Type out every line below exactly as it reads.

━━━ Data for this exercise ━━━

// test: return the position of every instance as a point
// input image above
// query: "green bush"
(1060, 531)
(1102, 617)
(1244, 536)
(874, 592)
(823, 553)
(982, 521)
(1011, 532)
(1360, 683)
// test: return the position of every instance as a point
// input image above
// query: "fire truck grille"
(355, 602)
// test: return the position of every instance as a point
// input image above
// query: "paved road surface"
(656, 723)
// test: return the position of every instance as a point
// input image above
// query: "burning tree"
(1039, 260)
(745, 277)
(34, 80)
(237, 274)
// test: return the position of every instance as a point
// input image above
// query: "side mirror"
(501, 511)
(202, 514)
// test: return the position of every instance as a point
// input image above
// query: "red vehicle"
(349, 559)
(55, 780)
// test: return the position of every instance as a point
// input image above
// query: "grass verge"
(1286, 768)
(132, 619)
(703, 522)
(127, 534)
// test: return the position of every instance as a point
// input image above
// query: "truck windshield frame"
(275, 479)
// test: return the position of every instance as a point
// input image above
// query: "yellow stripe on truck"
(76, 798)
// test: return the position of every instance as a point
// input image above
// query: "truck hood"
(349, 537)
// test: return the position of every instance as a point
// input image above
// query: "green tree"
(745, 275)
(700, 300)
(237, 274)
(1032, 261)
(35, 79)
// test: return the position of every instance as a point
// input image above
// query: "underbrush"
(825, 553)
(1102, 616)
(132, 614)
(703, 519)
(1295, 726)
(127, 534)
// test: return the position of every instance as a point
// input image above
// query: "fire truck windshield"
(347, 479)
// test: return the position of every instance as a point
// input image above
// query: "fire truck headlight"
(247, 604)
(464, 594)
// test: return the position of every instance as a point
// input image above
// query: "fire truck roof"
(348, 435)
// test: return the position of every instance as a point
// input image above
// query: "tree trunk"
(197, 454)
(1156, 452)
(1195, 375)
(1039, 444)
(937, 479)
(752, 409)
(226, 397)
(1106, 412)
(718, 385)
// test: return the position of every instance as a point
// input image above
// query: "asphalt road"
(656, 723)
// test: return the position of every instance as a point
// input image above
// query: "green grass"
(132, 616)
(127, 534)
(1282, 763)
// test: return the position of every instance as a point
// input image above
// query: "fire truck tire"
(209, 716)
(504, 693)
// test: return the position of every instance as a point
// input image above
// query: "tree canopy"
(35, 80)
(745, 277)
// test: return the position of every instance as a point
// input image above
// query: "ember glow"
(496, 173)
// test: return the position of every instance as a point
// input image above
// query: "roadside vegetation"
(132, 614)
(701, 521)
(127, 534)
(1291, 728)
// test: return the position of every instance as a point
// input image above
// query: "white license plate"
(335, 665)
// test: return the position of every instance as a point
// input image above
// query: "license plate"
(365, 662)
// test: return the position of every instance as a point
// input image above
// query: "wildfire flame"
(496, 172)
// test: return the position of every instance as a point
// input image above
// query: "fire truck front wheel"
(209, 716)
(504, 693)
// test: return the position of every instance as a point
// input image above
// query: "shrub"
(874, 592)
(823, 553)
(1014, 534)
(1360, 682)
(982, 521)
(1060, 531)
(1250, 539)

━━━

**The completed task:**
// test: return the position of every instance as a point
// input image above
// query: "green bush"
(1060, 531)
(1102, 617)
(1244, 536)
(874, 592)
(823, 553)
(982, 521)
(1011, 532)
(1360, 683)
// test: return the position of every instance as a point
// input image above
// query: "fire truck grille"
(355, 602)
// test: return the position of every instance as a point
// input image above
// query: "paved road surface"
(656, 723)
// test: return the position of every instance as a point
// input image above
// query: "burning tree"
(1039, 260)
(745, 277)
(34, 80)
(237, 274)
// test: return the position of every instance as a point
// input image above
// query: "side mirror"
(501, 511)
(202, 514)
// test: return the position of every instance as a point
// input image above
// query: "red vehicle"
(349, 559)
(55, 780)
// test: return the position of every instance as a point
// input image above
// query: "grass verge"
(1286, 768)
(132, 619)
(703, 522)
(127, 534)
// test: return the position of every instance as a point
// input image above
// query: "truck windshield frame"
(275, 479)
// test: return the position of every instance as a point
// input image above
// query: "yellow stripe on truck"
(76, 798)
// test: return the position of every instance as a point
// input image above
// query: "truck hood"
(349, 537)
// test: return the position of every instance as a point
// input image above
// query: "green tree"
(745, 275)
(700, 300)
(237, 274)
(1032, 261)
(35, 79)
// test: return the position of every instance as a point
// input image above
// query: "underbrush"
(825, 553)
(1102, 616)
(132, 614)
(703, 519)
(1295, 726)
(127, 534)
// test: return the position of every instance as a point
// input image above
// query: "fire truck windshield"
(347, 479)
// test: return the position of every instance as a point
// input image above
// query: "fire truck headlight"
(247, 604)
(464, 594)
// test: return the position of every instance as a point
// input image above
// query: "fire truck roof"
(348, 435)
// test: return the position of every instance as a point
// input image above
// query: "tree trunk"
(197, 454)
(1156, 452)
(1195, 375)
(1039, 444)
(937, 479)
(752, 409)
(226, 397)
(1106, 412)
(718, 385)
// test: return the position of every instance as a point
// input image above
// query: "asphalt road"
(656, 723)
// test: return the position of every instance as a point
// input image above
// query: "green grass"
(132, 616)
(127, 534)
(1282, 763)
// test: return the position of every instance as a point
// input image above
// query: "fire truck tire"
(209, 716)
(504, 693)
// test: return the position of every instance as a point
// input image above
// query: "tree canopy"
(35, 80)
(745, 277)
// test: return the position of every instance as a point
// input image above
// query: "ember glow"
(496, 173)
// test: return the position of every instance as a point
// input image above
// query: "roadside vegetation"
(132, 614)
(701, 521)
(127, 534)
(1291, 728)
// test: return the position of every instance as a point
// input image above
// query: "white license plate"
(335, 665)
// test: return the position of every instance as a point
// input image above
// query: "license plate"
(365, 662)
// test: return the position of every instance as a point
// input image above
// query: "wildfire flame"
(496, 172)
// test: return the position of every instance as a point
// input image above
// query: "fire truck front wheel"
(209, 716)
(504, 693)
// test: return the position of every instance as a point
// input image above
// query: "shrub"
(874, 592)
(823, 553)
(1014, 534)
(1360, 682)
(982, 521)
(1060, 531)
(1250, 539)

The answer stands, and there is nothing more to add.